**Extract provided**

○ ○ ○ ○ ○

Concept of International Marketing
International marketing
refers to the process of planning and conducting marketing activities across
national boundaries to satisfy the needs of customers in foreign markets. It
involves identifying global market opportunities and adapting product, price,
promotion, and distribution strategies to suit international customers.
In simple terms:
International marketing is
the application of marketing principles in more than one country.
Unlike domestic marketing,
international marketing deals with diverse environments, foreign regulations,
cultural differences, currency variations, and global competition.
2. Scope
of International Marketing
The scope of international
marketing is broad and includes:
1.
Export
Marketing –
Selling goods and services to foreign countries.
2.
Licensing
and Franchising
– Allowing foreign firms to use brand names and technology.
3.
Joint
Ventures and Strategic Alliances
– Partnering with foreign firms.
4.
Foreign
Direct Investment (FDI)
– Establishing production or marketing units abroad.
5.
Global
Branding and Promotion
– Creating international brand identity.
6.
International
Market Research
– Studying foreign consumer behavior and trends.
Thus, international
marketing goes beyond simple exporting and includes full-scale global
operations.
3.

○ ○ ○ ○ ○

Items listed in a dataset

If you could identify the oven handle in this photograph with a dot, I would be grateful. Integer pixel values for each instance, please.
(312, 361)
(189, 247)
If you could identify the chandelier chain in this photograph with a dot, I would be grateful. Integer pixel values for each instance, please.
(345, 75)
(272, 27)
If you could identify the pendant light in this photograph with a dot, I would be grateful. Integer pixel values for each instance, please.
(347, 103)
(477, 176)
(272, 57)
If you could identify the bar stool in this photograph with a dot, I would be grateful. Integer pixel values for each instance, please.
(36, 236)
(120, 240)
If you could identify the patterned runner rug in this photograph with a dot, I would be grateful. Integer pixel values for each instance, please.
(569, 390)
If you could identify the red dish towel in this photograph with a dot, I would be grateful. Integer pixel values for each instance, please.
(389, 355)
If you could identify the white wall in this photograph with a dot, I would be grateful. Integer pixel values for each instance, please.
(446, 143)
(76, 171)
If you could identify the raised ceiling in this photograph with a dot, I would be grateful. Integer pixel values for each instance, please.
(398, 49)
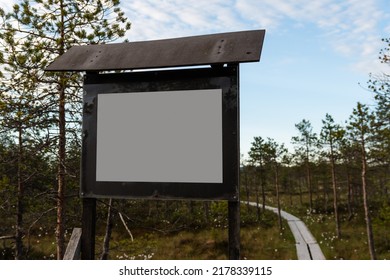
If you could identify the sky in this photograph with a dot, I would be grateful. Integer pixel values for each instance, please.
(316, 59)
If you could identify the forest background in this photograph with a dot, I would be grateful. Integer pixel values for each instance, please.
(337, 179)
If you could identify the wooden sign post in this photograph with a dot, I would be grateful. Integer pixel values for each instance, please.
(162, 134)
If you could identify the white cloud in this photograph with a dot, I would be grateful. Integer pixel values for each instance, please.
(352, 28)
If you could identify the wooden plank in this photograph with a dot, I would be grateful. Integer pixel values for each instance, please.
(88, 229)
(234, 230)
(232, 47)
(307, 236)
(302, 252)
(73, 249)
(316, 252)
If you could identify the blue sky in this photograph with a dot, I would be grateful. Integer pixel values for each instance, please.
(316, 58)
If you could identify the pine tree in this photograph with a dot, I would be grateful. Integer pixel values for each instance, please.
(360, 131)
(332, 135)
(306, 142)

○ ○ ○ ○ ○

**Goals**
(a) In the extract on international marketing above, rewrite the paragraph beginning "International marketing refers to the process" in shorter form, keeping its main facts.
(b) According to the extract on international marketing, what does international marketing deal with, unlike domestic marketing?
(c) Output the portion of the extract on international marketing between "Concept of International" and "than one country.", inclusive.

**Final results**
(a) International marketing means planning and carrying out marketing activities across national borders to meet the needs of customers in foreign markets. It involves finding global market opportunities and adapting product, price, promotion, and distribution strategies for international customers.

(b) It deals with diverse environments, foreign regulations, cultural differences, currency variations, and global competition.

(c)
Concept of International Marketing
International marketing
refers to the process of planning and conducting marketing activities across
national boundaries to satisfy the needs of customers in foreign markets. It
involves identifying global market opportunities and adapting product, price,
promotion, and distribution strategies to suit international customers.
In simple terms:
International marketing is
the application of marketing principles in more than one country.